• **Your instructions**: Copy the following lines verbatim, beginning with the line that contains "Target: flowering shrub" and continuing through the line that contains "(1155, 619)", both included.

==== Material provided ====

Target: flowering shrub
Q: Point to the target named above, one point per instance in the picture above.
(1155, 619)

====
==== Material provided ====

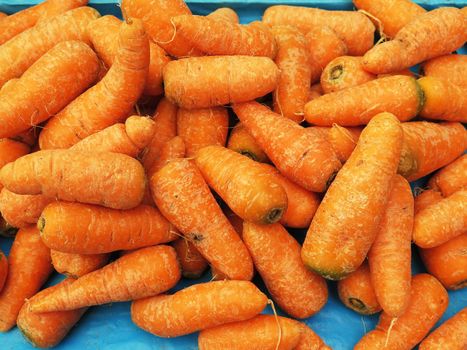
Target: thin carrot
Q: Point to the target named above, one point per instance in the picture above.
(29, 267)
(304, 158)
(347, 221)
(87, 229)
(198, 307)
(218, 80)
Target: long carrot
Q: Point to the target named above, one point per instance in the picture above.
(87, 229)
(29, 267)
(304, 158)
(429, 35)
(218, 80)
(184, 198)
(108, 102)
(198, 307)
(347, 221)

====
==== Material provided ====

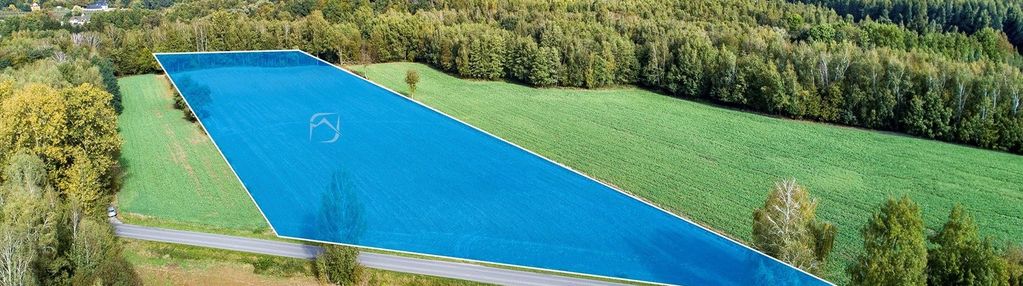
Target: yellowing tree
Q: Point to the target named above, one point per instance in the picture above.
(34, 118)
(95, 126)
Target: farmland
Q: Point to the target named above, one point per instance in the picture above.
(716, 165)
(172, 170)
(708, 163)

====

• **Reply**:
Target: flowering shrub
Q: Point to the target named above, one point per instance in the picture above.
(1155, 619)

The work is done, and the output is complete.